* Problem description *
Which lines in the records below contain the string "steam", counting uppercase and lowercase as different? Copy out each of those lines.

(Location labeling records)

# # # # #

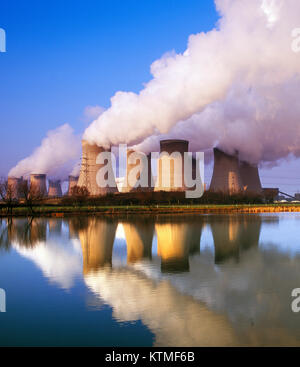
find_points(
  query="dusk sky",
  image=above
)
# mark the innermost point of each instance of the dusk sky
(63, 56)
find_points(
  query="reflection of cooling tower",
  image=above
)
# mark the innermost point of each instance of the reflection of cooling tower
(54, 189)
(138, 172)
(226, 175)
(171, 168)
(174, 243)
(139, 237)
(89, 169)
(72, 183)
(38, 184)
(13, 186)
(97, 241)
(250, 178)
(233, 234)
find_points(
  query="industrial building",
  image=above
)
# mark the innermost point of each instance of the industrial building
(89, 170)
(226, 174)
(138, 172)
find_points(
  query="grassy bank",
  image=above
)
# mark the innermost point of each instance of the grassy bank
(61, 211)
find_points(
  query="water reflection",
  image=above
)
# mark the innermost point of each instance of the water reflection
(188, 293)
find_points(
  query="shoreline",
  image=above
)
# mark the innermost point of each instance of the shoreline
(57, 211)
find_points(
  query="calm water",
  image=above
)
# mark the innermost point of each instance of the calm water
(167, 281)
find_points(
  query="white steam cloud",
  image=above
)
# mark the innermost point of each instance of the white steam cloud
(55, 156)
(235, 86)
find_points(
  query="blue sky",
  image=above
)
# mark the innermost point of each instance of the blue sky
(65, 55)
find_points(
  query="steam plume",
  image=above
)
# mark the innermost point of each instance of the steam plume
(235, 86)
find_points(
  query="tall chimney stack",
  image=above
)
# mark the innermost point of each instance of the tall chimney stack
(89, 169)
(250, 178)
(226, 174)
(38, 184)
(73, 180)
(171, 169)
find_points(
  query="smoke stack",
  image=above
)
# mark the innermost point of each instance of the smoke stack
(54, 189)
(72, 183)
(171, 169)
(250, 178)
(226, 175)
(38, 184)
(89, 169)
(137, 161)
(13, 185)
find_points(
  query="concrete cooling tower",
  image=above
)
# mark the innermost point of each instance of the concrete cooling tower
(139, 236)
(138, 172)
(13, 187)
(89, 169)
(250, 178)
(171, 169)
(38, 184)
(54, 190)
(226, 174)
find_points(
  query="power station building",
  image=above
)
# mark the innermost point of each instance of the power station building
(90, 166)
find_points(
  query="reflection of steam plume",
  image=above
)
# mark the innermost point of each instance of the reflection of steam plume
(139, 235)
(232, 234)
(176, 319)
(97, 241)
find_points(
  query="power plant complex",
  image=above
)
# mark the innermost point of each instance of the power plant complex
(230, 175)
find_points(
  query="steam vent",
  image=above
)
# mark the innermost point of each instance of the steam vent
(89, 169)
(72, 183)
(138, 172)
(54, 190)
(14, 184)
(226, 175)
(171, 169)
(38, 184)
(250, 177)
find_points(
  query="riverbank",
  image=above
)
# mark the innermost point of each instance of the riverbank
(61, 211)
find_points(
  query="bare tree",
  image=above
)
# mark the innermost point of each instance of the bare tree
(31, 195)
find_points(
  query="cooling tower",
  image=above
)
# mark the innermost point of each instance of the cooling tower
(38, 184)
(226, 174)
(72, 183)
(170, 170)
(139, 236)
(13, 187)
(89, 169)
(54, 190)
(250, 178)
(138, 172)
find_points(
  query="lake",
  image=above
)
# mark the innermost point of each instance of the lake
(197, 280)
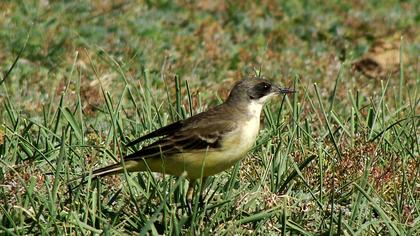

# # # # #

* Response for this exercise *
  query="white steam cloud",
# mark the innermost point of each instance of the white steam cloud
  query="steam plume",
# mark the innermost point of each instance of the steam plume
  query="reflection of steam plume",
# mark the innermost point of each instance of the reflection of steam plume
  query="steam vent",
# mark the innermost point of each instance of the steam vent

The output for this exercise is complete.